Exercise brief
From the material below, copy unchanged the lines starting at the one containing "Can you find the white" and ending after the one containing "[[249, 123]]".

Available records
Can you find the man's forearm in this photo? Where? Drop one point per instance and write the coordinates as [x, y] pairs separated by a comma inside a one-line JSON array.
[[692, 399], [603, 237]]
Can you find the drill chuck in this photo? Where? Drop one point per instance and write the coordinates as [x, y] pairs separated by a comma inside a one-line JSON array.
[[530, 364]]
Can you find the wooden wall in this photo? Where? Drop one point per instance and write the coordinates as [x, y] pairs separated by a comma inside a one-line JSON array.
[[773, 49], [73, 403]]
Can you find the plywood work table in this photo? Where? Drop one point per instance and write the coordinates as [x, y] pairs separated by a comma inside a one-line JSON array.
* * *
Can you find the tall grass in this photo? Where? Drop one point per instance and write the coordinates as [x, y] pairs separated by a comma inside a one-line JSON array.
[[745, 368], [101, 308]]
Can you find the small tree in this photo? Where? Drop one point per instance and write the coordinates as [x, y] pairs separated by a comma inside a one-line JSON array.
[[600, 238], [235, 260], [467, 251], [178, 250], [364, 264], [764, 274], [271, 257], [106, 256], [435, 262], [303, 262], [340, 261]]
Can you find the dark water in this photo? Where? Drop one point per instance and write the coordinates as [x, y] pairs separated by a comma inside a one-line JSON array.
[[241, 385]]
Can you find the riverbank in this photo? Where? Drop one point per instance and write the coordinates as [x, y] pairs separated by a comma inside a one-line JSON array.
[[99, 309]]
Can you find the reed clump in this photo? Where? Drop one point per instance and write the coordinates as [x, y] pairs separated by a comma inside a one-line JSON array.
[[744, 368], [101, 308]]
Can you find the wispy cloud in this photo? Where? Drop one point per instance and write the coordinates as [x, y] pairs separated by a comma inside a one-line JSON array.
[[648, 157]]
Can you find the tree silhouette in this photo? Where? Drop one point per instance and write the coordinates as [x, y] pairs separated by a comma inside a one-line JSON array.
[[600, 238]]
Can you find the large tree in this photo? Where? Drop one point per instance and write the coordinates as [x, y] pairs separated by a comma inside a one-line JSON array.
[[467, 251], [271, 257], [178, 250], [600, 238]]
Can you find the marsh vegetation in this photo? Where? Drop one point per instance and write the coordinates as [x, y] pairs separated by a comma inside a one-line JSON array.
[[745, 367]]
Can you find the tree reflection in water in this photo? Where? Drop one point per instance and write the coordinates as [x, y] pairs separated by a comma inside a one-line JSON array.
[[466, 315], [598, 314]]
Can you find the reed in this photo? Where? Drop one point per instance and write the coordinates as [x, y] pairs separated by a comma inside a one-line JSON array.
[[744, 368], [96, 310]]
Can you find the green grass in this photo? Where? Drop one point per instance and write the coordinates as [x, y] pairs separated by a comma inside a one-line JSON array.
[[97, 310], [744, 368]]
==
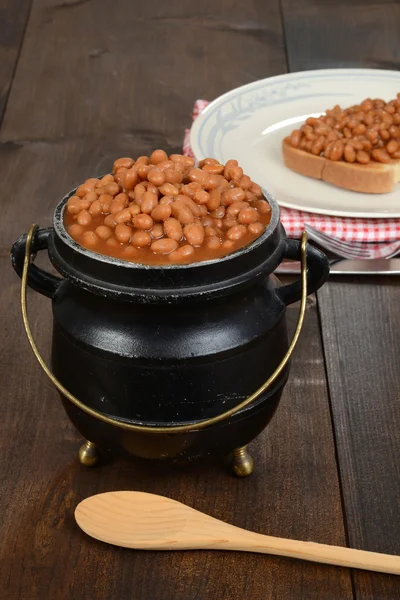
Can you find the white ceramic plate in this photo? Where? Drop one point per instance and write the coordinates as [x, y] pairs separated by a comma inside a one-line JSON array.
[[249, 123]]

Completed task
Can you find the white ceramic plate in this photo? Where? Drop one point per instance and write the coordinates as [x, y] pairs separated by a comma inside a one-line JSON array.
[[249, 123]]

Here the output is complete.